Print the passage from the Fernet token text, starting at "Switching token providers" and ending at "be only Kilo/Liberty?", without altering a single character.

## Source extract
########################################

We’ve even had a service accidentally DOS us by requesting so many tokens the DB couldn’t keep up and keystone ran out of DB threads. Hopefully all this is solved by Fernet tokens.

Will this cause an outage to switch to?

Switching token providers will cause an outage. All the old tokens you’ve issued are now 100% useless. So prep accordingly. I will give some updates to the next blog post on how long this was and what issues we saw when we did it.

Do I need to be only Kilo/Liberty?

  • Horizon – you need a newish copy of django_openstack_auth which I think is in Liberty
  • Keystone – you need to be on Kilo
  • python-keystonemiddleware it’s best to have at least 1.1.0. If you have 1.0, you MUST restart all OpenStack services are switching tokens
  • Everything Else – Shouldn’t matter!

A note on python-keystonemiddleware. In 1.0.0 if a service (say Nova) can’t use it’s token for some reason, it won’t try to get a new one until the old one expires. So if you switch to Fernet’s you have to restart all OpenStack services that talk to Keystone or they will not work. We already have some ansible to do this mainly in response to RabbitMQ issues but it works here too.

How do I get Keys onto the boxes?

All keystone nodes in your cluster need to have the same keys. Fortunately there is the concept of rotation so there’s no outage when switching keys, there’s always a key thats “up next” or “on-deck” so that when you’re rotating you switch to a key that’s already on every box. Now as for getting the keys there. I’m going to use puppet to deploy keys that I store in hiera and rotate with a jenkins job, but there are other ways like a shared FS or rsync. More details on my method once I know it works in a later blog post!

How does key rotation work?

What Fernet Rotation Looks Like

What Fernet Rotation Looks Like

If you read through the information on Fernet tokens, key rotation is by far the most confusing. I’ve sat down with pen and paper and now think I get it, so allow me to explain. I’m going to use a 3 key example here, they keys are named with numbers. I highly encourage you to setup a throwaway Keystone box and use keystone-manage fernet_rotate if you don’t follow this.

You need to know 4 rules about how these keys work first:

  1. The highest numbered key is the current signing key.
  2. The 0 key is the key that will become the next signing key.
  3. All other keys are old keys, they’ve been used in the past and there might be old tokens out there still signing with them depending on your expiration schedule
  4. New keys are always created as key 0.

Starting position, per the rules above.

  • 0 – this is the on-deck key, after the next rotation, it’s primary.
  • 1 – this is the old key, it used to be primary, and its still here in case any old tokens are still signed with it. Next rotation it gets deleted.
  • 2 – this is the current primary key thats used for signing.

Now we do a Rotation…

  • 0 becomes 3
  • 1 gets deleted
  • 2 stays 2
  • a new key becomes 0
A Fernet Rotation in Action

A Fernet Rotation in Action

So How does this work?

Let’s pretend we have a few tokens since this is a running OpenStack cluster. All tokens before the rotation above are signed with 2. We do the rotation, now new tokens are signed with 3. When a token comes in, Keystone tries both 3 and 2 to decode the token, and either should work. At this point we CANNOT rotate again until no more active keys are signed with 2, because 2 is going to be deleted! This means you need to have more tokens if you plan on rotating more frequently or have a long token expiration time. We’re going to rotate roughly weekly, and we have a 2 hour token timeout, so 3 is plenty.

########################################

## Recorded information
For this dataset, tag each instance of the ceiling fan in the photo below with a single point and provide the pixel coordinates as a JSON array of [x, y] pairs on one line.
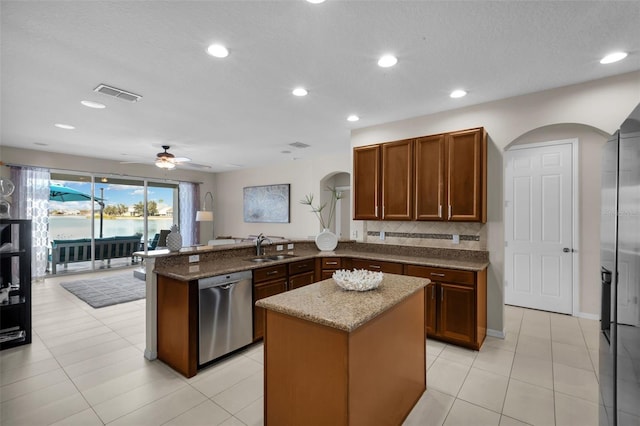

########################################

## Result of this exercise
Switching token providers will cause an outage. All the old tokens you’ve issued are now 100% useless. So prep accordingly. I will give some updates to the next blog post on how long this was and what issues we saw when we did it.

Do I need to be only Kilo/Liberty?